### INSTRUCTIONS TO FOLLOW
Your output must match the records below character for character.

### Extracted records
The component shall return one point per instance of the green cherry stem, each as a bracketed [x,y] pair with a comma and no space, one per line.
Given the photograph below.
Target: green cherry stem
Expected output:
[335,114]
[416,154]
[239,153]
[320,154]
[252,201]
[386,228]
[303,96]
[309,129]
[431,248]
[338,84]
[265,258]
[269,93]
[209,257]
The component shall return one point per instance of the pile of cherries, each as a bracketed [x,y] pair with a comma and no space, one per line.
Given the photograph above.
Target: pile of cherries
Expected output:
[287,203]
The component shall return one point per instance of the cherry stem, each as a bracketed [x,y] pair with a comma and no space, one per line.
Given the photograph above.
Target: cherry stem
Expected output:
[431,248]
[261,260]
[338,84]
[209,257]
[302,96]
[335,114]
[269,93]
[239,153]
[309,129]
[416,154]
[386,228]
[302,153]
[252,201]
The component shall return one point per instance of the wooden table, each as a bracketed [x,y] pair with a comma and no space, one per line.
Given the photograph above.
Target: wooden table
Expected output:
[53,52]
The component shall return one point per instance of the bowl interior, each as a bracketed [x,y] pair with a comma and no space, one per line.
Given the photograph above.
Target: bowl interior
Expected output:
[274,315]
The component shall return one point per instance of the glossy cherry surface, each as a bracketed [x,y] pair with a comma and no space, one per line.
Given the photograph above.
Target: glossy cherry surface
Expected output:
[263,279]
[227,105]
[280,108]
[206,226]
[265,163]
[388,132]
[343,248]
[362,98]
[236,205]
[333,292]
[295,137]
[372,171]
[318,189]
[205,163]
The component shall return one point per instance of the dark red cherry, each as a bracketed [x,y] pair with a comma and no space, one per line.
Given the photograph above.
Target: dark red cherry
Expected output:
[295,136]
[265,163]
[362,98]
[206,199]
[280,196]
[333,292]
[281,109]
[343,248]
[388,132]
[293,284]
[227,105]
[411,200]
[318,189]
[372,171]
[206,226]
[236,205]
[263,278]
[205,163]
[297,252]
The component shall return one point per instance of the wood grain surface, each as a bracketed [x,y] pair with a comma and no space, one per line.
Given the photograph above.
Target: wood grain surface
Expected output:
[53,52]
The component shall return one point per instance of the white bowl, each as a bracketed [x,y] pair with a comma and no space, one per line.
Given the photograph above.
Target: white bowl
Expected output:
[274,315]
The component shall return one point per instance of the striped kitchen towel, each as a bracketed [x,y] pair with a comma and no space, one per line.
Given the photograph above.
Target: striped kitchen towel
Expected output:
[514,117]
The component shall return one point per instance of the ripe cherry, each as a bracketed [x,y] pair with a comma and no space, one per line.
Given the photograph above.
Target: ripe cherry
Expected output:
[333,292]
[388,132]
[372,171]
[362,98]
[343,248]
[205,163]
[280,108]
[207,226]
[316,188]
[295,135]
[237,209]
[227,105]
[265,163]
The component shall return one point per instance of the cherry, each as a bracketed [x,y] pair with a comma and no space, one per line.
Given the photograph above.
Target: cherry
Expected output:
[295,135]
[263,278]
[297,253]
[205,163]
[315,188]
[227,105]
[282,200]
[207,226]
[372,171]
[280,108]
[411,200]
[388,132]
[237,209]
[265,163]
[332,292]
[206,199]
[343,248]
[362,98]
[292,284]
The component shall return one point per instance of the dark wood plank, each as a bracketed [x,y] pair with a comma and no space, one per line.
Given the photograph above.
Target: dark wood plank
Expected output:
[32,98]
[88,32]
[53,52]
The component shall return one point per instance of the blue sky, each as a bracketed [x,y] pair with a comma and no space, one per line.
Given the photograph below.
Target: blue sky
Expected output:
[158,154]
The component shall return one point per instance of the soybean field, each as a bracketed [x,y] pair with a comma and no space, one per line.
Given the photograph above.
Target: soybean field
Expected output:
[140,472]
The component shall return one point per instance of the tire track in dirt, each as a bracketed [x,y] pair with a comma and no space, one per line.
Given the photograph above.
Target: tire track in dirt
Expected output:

### SOLVED PROBLEM
The component shall return one point per instance of the green cherry stem, each as a bracketed [x,y] pair with a comma and no space, one per line.
Given the photograph below.
Target: green cherry stem
Expected output:
[335,114]
[416,154]
[239,153]
[320,154]
[252,201]
[386,228]
[303,96]
[309,129]
[431,248]
[338,84]
[265,258]
[269,93]
[209,257]
The component shall return one point per instance of the pile of cherries, each as a bracketed [x,y] pair with a comma and no space, one per line.
Given the photograph above.
Target: pile of cherries
Expected output:
[287,203]
The component shall return one point per instance of the cherry stem, each as a bracketed [x,y] pair with a comma and no space, one per line.
Given the photograph above.
Target: cherry stem
Expected output:
[431,248]
[261,260]
[338,84]
[209,257]
[302,96]
[335,114]
[269,93]
[239,153]
[309,129]
[416,154]
[386,228]
[302,153]
[252,201]
The component shall return one point per instance of the wooden table, each as a bracketed [x,y] pair with a comma and no space, one per line.
Given the photograph above.
Target: wooden table
Expected output:
[53,52]
The component shall return one point per instance of the bowl interior, each as a bracketed [x,y] pair with a comma and no space, one per line.
Given the photograph above.
Target: bowl interior
Expected output:
[274,315]
The component shall return one point per instance of the glossy cherry surface, each as a bracketed [x,y] pair with a comma and no space, one per line.
Given the photograph above.
Target: glossy cherry surface
Expected output:
[263,279]
[227,105]
[280,108]
[206,226]
[265,163]
[388,132]
[343,248]
[362,98]
[236,205]
[333,292]
[295,137]
[372,171]
[318,189]
[205,163]
The component shall return one point per instance of the dark red cherry, each as a bracketed [x,y] pair with a comma and no space, one per line.
Given the photograph above.
Target: dark red cherry
Expected output:
[295,136]
[265,163]
[362,98]
[206,199]
[280,196]
[333,292]
[281,109]
[343,248]
[388,132]
[293,284]
[227,105]
[411,200]
[318,189]
[372,171]
[206,226]
[236,205]
[263,278]
[205,163]
[297,252]
The component shall return one point per instance of the wood grain surface, each as a bracketed [x,y] pair with a comma and no space, one per line.
Given the photograph above.
Target: wood grain surface
Expected output:
[53,52]
The component shall return one point per instance of the white bowl, each as a bracketed [x,y] pair with a comma and no space, one per line.
Given the photograph above.
Target: white bowl
Expected output:
[274,315]
The component shall return one point per instance of the striped kitchen towel, each as a bracketed [x,y] pair with a comma and no space, one per line.
Given the photograph above.
Target: striped kitchen towel
Expected output:
[514,117]
The component shall return one point per instance of the ripe cherry, each as a bracketed [x,y] pair with a comma and no space, one per line.
Given the photograph above.
Target: ripe cherry
Expected output:
[333,292]
[388,132]
[372,171]
[362,98]
[343,248]
[205,163]
[280,108]
[207,226]
[316,188]
[295,135]
[237,209]
[227,105]
[265,163]
The component shall return one point per instance of the cherry, each as a bracketed [x,y] pair with a comma and no space, one per line.
Given the photograph above.
Target: cherry
Expected output:
[295,135]
[263,278]
[297,253]
[205,163]
[315,188]
[227,105]
[282,200]
[207,226]
[372,171]
[280,108]
[411,200]
[388,132]
[237,209]
[265,163]
[332,292]
[206,199]
[343,248]
[362,98]
[292,284]
The component shall return one point per instance of the dark wood plank, each as a bracketed [x,y] pair with a comma and no space, one per line.
Given the photograph above.
Target: dark wood plank
Expected output:
[32,98]
[88,32]
[53,52]
The component shall return one point per instance of the blue sky, each as a bracketed [x,y] pair with a comma and no space, one per line.
Given the photograph below.
Target: blue sky
Expected output:
[158,154]
The component shall return one point per instance of the soybean field, each as a bracketed [x,y] pair with a comma and no space, one per line.
Given the photograph above.
Target: soybean field
Expected output:
[140,472]
The component shall return one point per instance of the tire track in dirt, each as a bracketed [x,y] pair with a comma and no space, one per line.
Given the photograph above.
Target: tire track in dirt
Expected output:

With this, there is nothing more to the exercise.